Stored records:
--*--

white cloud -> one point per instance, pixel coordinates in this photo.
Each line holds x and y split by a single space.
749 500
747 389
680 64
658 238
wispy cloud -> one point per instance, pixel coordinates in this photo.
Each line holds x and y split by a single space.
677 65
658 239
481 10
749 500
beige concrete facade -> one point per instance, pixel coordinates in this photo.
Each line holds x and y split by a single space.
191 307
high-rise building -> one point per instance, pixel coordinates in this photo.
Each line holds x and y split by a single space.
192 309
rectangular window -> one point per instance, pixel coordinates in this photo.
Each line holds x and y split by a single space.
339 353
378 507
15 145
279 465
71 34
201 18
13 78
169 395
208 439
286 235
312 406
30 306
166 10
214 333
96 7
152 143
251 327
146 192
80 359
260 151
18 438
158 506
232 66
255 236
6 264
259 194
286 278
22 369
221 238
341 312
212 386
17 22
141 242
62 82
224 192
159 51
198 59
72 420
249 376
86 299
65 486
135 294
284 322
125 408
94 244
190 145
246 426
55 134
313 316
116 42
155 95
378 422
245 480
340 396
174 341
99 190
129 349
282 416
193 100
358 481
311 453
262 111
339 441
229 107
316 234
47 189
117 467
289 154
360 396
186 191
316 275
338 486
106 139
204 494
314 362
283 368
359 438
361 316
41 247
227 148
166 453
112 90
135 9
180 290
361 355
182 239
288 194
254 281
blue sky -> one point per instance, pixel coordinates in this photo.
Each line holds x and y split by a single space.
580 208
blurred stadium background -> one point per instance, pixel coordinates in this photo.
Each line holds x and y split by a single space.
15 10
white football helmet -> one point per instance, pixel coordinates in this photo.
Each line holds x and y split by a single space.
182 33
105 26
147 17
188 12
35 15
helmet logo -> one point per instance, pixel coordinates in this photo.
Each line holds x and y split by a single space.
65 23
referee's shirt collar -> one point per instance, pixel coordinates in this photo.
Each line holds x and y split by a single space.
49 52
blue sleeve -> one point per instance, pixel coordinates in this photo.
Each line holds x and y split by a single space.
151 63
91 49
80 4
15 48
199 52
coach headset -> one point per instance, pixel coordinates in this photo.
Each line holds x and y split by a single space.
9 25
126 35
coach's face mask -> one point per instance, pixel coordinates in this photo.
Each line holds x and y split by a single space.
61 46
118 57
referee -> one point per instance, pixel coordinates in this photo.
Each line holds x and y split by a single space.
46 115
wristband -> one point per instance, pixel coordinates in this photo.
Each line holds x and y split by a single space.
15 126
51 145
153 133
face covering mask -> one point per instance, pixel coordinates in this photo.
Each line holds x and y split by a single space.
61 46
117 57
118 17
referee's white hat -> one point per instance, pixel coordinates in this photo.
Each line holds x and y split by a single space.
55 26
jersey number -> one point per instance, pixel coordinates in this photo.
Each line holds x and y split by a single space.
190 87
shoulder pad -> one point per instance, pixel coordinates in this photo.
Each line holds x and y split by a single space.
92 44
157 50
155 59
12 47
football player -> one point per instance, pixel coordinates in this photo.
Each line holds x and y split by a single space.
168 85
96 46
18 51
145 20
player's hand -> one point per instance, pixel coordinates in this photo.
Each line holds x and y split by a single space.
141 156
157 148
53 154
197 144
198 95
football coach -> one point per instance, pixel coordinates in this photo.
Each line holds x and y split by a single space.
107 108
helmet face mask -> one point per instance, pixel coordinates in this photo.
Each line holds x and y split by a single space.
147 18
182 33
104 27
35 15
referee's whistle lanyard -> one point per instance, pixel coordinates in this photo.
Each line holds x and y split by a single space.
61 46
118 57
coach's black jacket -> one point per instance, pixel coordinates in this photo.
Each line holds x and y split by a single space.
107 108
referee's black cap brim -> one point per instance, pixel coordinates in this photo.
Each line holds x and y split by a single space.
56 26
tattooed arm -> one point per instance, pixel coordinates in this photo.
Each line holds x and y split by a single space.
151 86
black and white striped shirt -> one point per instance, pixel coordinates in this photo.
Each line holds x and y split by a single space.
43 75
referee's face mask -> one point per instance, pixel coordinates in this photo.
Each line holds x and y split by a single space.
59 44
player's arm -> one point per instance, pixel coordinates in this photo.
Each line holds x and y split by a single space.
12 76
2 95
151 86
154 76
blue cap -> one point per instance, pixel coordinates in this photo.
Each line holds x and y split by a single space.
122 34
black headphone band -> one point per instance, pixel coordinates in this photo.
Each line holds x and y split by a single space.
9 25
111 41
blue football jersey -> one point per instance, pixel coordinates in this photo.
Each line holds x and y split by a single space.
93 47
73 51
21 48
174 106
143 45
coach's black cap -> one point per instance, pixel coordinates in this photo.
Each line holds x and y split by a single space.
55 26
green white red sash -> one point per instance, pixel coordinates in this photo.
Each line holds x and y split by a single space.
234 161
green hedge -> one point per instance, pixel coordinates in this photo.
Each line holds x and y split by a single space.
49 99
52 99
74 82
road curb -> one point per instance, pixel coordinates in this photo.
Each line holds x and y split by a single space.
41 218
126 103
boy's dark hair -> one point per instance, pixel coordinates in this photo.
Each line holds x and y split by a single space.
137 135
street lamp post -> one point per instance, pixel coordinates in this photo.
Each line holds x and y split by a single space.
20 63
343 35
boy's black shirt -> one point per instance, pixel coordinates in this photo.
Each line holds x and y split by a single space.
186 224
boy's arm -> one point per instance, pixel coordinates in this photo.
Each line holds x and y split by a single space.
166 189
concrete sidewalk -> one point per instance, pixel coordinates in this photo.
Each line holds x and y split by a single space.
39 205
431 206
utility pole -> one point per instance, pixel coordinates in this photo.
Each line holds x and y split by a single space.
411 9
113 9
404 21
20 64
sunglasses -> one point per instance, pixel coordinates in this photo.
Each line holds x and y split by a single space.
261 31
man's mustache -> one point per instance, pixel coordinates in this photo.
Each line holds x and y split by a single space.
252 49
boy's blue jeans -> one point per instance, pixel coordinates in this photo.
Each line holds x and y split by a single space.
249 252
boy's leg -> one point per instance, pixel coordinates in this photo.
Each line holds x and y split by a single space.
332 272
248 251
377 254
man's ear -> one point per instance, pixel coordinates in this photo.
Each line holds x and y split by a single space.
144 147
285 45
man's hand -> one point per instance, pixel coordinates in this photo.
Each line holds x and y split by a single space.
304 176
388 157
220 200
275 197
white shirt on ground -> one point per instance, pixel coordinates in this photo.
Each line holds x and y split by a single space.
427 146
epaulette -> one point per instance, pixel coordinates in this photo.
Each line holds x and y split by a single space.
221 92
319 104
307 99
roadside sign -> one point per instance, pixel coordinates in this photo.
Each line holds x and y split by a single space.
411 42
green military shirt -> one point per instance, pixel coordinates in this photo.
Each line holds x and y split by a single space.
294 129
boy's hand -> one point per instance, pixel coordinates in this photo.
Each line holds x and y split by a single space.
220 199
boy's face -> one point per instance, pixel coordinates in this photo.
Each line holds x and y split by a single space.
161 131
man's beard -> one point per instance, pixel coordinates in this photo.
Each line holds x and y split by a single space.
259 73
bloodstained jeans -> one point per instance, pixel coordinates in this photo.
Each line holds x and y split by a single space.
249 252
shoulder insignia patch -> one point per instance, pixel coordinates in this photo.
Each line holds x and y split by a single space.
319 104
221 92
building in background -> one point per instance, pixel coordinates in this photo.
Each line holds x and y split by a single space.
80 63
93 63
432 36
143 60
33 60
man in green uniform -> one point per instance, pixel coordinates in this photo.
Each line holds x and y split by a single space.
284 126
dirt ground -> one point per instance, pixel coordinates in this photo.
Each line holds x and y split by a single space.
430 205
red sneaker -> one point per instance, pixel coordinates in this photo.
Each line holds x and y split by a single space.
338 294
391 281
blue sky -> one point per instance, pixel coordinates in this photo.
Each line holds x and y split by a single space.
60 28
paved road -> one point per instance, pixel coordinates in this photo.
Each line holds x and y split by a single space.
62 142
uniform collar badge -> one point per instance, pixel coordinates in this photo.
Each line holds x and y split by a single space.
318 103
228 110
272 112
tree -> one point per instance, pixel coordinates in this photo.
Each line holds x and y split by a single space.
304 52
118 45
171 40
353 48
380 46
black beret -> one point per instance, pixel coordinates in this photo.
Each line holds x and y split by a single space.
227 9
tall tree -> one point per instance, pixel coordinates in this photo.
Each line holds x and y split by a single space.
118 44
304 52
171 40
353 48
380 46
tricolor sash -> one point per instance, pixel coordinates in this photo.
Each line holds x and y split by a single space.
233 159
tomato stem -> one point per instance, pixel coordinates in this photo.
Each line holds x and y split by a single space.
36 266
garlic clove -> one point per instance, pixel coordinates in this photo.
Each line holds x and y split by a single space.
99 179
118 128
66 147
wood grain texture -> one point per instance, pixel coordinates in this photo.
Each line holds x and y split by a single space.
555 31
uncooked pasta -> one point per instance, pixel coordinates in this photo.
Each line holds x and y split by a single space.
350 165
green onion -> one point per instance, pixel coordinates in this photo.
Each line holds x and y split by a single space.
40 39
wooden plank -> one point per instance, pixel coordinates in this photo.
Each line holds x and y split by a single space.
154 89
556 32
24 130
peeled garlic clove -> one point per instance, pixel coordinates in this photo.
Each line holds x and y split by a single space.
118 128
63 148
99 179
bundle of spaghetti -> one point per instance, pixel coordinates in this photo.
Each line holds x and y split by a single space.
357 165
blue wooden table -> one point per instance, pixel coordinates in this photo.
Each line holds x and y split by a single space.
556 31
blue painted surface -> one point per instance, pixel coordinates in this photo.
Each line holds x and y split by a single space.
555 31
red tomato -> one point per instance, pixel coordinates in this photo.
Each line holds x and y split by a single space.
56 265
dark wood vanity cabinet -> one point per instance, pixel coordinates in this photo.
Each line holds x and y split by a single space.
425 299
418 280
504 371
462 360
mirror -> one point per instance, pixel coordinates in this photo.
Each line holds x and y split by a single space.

--*--

→ **PROBLEM REQUIREMENTS**
What is needed is every line from the start of the entries through the line containing "rectangular window ->", returned word for word and nothing else.

→ **RESULT OF THE EXERCISE**
white cloud -> one point per instance, pixel coordinates in this photo.
Each line holds x and y split by a single space.
749 500
747 389
680 64
658 238
wispy cloud -> one point per instance, pixel coordinates in this photo.
Each line holds x and y split by a single space.
677 65
658 239
481 10
749 500
beige concrete facade -> one point per instance, pixel coordinates in this photo.
Each line holds x and y split by a single space.
191 307
high-rise building -> one point per instance, pixel coordinates in this photo.
Each line holds x and y split by a single space.
192 309
rectangular window -> one point per instance, pixel coordinates in this photo.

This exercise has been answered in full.